Given problem 1 =
Answer these questions from the passage on the Wenlock fauna:
(a) How does the passage describe all of the material from the Wenlock of Scotland?
(b) Which formation of Great Britain has not yielded faunas such as it has in America?
(c) Which Wenlock species is named as the exception, and which species does it foreshadow?
Given problem 2 = Gather every line of the listing that contains the string "bench". Case counts.
## BEGIN Document passage
Summary of the Wenlock Fauna. A survey of the entire eurypterid fauna of the Wenlock of Scotland must be made with the realization beforehand that all of the material is so fragmental, dismembered, macerated, and poorly preserved that detailed descriptions, accurate measurements, and unimpeachable determinations are things beyond the power of anyone to obtain, and that, furthermore, until discoveries of new faunas at earlier horizons in Great Britain shall be made, the ancestry of the Wenlock species must remain obscure. Many new genera appear suddenly in this Lower Siluric horizon, and we are unable to do more than say that such and such genera came from a common ancestor. It is unfortunate, indeed, that the Ordovicic of Great Britain has not yielded such faunas as it has in America. Yet, keeping these points in mind, we are still struck by the provincial character of the Wenlock fauna. There is not a species in it which is closely related to any of the North American species except Eusarcus scoticus which foreshadows in certain respects E. scorpionis from the Bertie.
## END Document passage
## BEGIN Records for the task
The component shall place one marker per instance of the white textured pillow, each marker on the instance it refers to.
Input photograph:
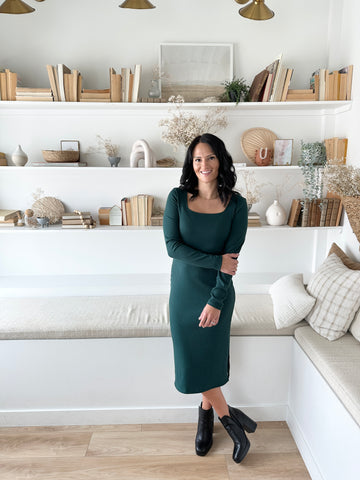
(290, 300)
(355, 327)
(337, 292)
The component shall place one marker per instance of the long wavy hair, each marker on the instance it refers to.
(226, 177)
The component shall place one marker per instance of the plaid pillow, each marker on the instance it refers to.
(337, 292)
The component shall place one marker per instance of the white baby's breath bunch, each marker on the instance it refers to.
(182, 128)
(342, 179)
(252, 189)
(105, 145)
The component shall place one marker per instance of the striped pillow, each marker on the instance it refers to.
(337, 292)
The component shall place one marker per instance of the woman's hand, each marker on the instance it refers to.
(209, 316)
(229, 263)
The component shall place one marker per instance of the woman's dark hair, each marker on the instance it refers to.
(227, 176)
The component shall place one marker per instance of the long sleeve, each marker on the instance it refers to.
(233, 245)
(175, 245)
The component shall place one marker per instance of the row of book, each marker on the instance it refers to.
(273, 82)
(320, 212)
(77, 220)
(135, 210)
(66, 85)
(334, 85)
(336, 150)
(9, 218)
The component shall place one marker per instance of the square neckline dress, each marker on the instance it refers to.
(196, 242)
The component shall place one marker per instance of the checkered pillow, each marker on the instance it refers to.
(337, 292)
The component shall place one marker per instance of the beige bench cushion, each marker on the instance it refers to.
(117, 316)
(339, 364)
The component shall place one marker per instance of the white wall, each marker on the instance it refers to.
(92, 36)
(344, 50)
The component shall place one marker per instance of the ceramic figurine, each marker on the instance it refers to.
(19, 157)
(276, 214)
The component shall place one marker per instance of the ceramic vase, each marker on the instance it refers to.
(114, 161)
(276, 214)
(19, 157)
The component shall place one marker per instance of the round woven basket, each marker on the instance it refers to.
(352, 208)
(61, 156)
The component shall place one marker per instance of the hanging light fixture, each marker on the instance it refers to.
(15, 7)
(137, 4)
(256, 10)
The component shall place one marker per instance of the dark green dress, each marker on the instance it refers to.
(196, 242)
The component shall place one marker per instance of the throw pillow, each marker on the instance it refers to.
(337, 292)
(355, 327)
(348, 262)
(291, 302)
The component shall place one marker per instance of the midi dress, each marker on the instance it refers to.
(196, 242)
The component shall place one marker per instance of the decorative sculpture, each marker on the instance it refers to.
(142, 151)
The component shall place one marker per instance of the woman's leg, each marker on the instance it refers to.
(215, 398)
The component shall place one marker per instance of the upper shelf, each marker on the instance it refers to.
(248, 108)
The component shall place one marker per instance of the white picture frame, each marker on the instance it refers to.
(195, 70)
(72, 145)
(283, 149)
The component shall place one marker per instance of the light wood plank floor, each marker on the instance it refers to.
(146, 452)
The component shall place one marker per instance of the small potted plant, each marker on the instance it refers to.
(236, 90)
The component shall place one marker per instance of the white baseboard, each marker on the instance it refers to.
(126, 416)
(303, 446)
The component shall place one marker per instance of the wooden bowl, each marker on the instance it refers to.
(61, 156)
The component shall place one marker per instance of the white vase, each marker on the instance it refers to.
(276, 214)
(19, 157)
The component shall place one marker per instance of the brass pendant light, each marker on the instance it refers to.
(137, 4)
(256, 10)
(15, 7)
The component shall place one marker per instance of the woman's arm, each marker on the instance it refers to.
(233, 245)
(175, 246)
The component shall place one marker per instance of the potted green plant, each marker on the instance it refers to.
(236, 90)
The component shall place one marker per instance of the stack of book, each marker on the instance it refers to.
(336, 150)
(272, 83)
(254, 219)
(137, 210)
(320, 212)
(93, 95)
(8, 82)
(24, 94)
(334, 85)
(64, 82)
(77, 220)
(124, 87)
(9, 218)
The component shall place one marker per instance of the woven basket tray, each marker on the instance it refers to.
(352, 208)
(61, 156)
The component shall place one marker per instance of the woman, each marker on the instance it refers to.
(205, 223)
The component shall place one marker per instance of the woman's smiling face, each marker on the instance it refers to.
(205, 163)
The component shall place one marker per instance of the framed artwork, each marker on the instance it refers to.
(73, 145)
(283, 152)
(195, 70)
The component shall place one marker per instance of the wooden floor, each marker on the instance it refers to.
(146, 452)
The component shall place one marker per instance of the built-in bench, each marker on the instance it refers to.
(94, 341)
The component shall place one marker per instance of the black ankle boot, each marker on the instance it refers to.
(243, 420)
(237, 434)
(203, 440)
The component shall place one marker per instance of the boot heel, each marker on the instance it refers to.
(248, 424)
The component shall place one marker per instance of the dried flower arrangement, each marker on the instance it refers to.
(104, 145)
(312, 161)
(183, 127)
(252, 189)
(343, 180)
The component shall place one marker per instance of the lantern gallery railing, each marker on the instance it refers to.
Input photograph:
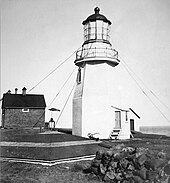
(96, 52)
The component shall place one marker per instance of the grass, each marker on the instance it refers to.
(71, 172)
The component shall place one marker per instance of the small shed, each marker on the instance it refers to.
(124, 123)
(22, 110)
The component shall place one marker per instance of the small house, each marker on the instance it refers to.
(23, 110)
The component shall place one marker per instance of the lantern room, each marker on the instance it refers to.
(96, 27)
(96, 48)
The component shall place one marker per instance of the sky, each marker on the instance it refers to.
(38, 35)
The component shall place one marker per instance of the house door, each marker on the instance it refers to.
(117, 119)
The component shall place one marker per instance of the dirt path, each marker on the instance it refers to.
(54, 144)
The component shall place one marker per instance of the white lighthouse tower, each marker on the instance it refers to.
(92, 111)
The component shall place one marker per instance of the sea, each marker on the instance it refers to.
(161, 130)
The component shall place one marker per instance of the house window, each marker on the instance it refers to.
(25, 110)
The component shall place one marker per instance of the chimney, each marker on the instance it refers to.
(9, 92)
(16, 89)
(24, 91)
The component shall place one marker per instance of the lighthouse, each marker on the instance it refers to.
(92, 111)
## END Records for the task
## BEGIN Records for the task
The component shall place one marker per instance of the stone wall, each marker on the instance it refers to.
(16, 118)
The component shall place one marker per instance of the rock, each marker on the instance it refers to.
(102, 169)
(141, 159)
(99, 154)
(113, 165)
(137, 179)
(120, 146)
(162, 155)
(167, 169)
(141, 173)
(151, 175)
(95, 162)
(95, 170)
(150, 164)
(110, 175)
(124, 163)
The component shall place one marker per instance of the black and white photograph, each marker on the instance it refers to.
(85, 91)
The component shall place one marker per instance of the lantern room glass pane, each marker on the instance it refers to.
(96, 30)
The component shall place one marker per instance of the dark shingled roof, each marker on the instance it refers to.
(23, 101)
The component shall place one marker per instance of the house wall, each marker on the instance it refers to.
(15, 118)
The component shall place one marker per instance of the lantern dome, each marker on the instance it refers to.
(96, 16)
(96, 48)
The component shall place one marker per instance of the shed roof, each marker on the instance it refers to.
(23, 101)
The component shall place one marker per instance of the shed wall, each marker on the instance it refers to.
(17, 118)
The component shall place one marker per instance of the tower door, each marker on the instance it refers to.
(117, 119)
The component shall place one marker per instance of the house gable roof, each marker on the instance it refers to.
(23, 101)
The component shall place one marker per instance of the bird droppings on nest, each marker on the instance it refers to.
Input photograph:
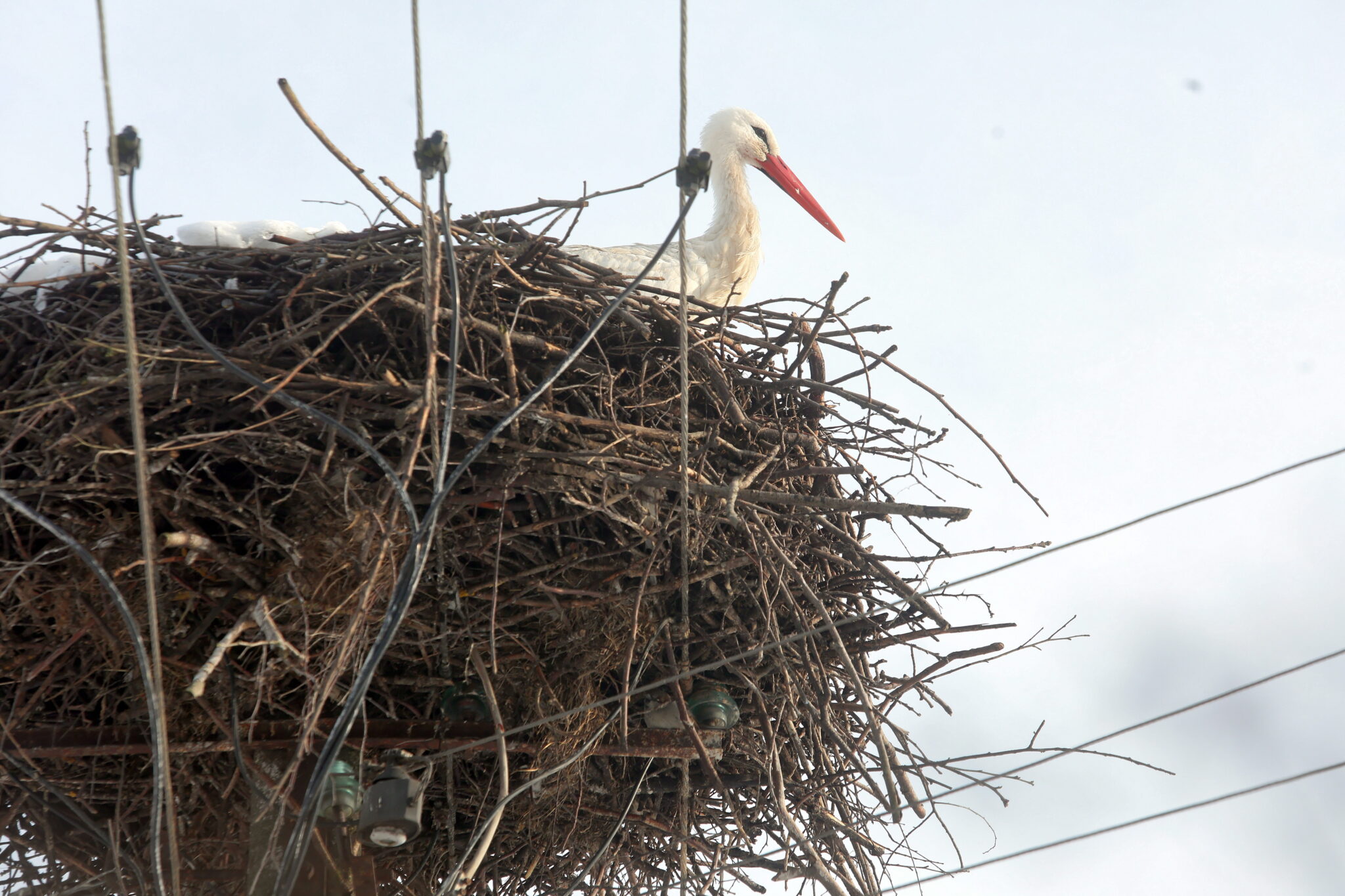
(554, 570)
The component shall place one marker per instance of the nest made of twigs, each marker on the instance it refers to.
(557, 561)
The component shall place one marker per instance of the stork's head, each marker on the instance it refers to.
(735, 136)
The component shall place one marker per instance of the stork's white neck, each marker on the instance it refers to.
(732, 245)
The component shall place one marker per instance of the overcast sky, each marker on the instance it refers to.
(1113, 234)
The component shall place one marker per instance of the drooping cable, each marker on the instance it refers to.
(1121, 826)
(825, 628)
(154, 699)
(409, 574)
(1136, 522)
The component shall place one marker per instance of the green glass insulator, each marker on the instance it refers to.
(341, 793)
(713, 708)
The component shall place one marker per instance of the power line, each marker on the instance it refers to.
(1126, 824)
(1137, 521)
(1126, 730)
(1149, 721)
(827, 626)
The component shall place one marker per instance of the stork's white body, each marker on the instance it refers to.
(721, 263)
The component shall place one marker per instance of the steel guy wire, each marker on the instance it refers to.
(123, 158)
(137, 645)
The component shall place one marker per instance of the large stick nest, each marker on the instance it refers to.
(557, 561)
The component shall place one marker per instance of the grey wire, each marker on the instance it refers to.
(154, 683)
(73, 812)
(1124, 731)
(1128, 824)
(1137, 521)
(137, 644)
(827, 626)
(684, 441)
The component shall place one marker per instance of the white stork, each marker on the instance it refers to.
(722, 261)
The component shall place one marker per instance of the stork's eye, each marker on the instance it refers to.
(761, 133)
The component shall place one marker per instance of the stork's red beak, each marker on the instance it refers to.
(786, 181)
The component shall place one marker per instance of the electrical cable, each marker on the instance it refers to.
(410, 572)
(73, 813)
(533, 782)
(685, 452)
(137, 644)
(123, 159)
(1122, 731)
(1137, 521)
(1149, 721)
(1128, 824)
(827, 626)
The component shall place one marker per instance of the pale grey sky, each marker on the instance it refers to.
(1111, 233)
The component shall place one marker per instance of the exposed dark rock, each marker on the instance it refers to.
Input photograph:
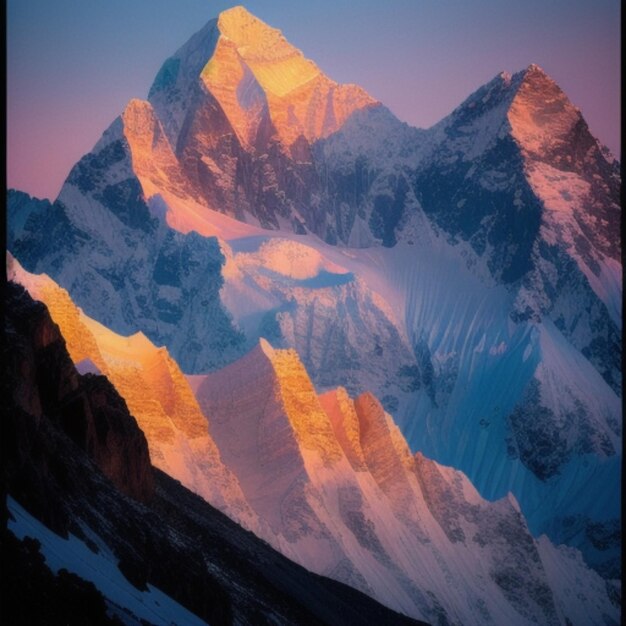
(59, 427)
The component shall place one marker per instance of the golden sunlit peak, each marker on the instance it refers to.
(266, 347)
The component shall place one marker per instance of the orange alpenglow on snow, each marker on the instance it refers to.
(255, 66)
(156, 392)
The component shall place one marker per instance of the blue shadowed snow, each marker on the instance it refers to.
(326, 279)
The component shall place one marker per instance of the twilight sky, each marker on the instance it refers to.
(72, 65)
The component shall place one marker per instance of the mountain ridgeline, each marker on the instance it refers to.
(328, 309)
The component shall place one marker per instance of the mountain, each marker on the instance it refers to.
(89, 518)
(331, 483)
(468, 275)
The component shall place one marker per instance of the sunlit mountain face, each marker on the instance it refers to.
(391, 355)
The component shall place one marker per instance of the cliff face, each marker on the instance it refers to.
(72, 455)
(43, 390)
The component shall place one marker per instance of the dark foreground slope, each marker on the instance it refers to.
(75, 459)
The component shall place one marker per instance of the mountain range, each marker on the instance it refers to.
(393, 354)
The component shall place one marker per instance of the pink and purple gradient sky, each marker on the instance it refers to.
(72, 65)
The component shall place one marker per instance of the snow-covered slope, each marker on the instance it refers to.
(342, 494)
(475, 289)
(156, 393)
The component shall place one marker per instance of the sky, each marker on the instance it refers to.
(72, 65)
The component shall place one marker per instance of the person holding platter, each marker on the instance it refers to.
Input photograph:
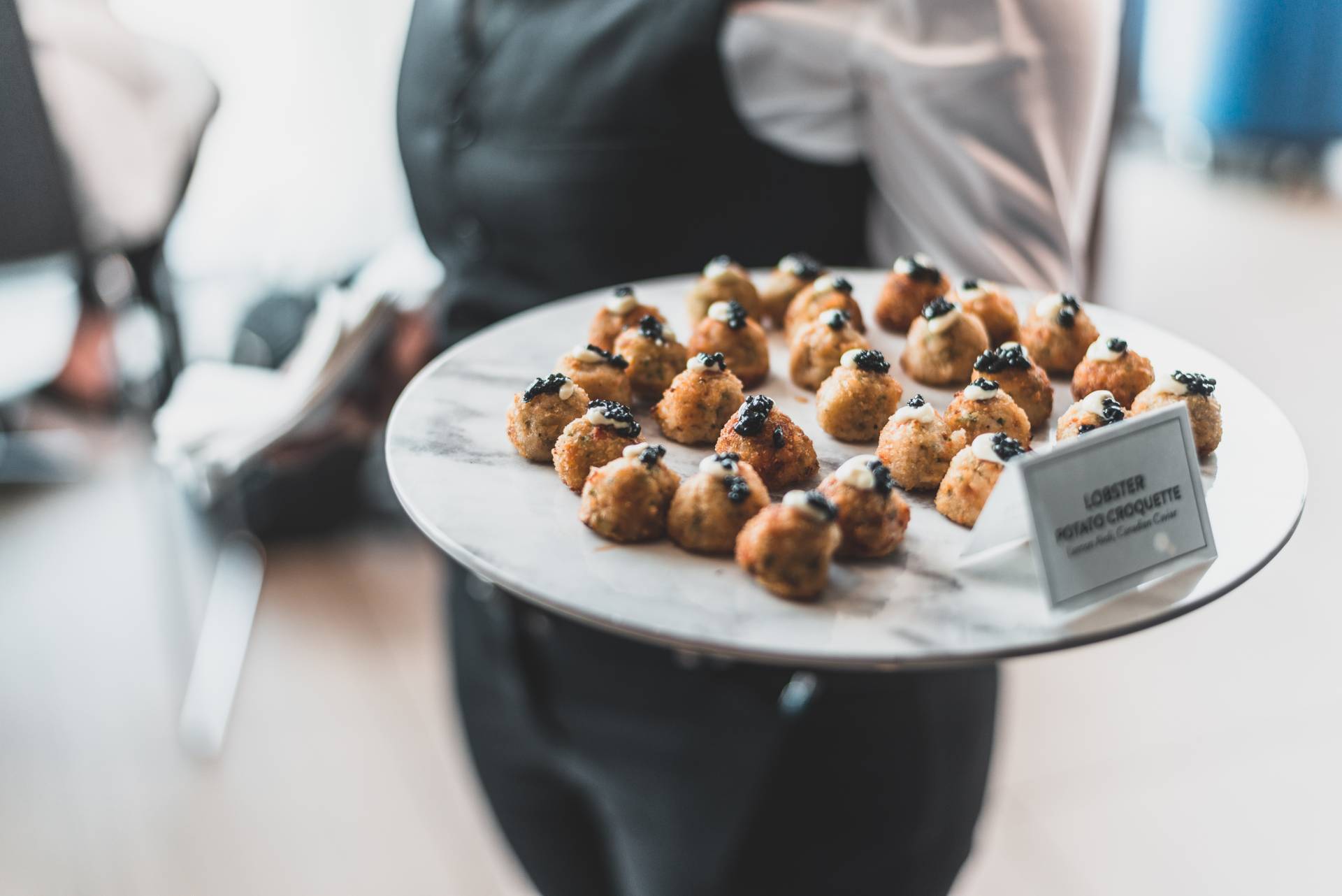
## END Records for the task
Task solution 1 =
(a) So fragmental, dismembered, macerated, and poorly preserved.
(b) The Ordovicic.
(c) Eusarcus scoticus, which foreshadows E. scorpionis from the Bertie in certain respects.

Task solution 2 =
The component shall place one marker per instance of the beige bench cushion, each marker on the instance it refers to.
The component shall place one marker per instance of the built-in bench, each marker on the instance it refers to.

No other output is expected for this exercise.